YOUR GOAL => Find the lines in the records that carry the word "bridge". Copy each one.
^^^^^^^^^^^^^^^^
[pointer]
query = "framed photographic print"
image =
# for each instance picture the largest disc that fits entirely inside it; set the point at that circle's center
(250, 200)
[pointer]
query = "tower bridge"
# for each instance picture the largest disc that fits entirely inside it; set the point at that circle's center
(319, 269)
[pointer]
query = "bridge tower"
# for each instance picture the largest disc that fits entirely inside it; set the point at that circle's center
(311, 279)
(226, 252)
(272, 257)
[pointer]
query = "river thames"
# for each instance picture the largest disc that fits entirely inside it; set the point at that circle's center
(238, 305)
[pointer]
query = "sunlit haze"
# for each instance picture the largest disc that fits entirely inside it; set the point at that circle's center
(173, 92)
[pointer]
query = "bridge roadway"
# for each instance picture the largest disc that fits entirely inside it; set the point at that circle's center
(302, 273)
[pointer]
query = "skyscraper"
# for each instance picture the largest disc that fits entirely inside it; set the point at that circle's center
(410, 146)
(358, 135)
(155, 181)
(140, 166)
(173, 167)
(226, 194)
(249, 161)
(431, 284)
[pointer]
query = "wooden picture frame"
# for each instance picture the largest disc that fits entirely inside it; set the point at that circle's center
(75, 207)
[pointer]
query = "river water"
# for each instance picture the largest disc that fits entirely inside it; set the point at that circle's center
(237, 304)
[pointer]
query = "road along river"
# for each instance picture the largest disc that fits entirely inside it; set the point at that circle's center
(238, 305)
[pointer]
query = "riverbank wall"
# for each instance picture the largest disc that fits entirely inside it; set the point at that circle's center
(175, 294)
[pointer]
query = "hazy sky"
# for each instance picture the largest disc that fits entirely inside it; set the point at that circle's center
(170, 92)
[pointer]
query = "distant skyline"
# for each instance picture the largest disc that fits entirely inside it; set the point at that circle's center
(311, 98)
^^^^^^^^^^^^^^^^
SOLUTION TO THIS EXERCISE =>
query = "tower bridge"
query = "bridge tower"
query = "bridge roadway"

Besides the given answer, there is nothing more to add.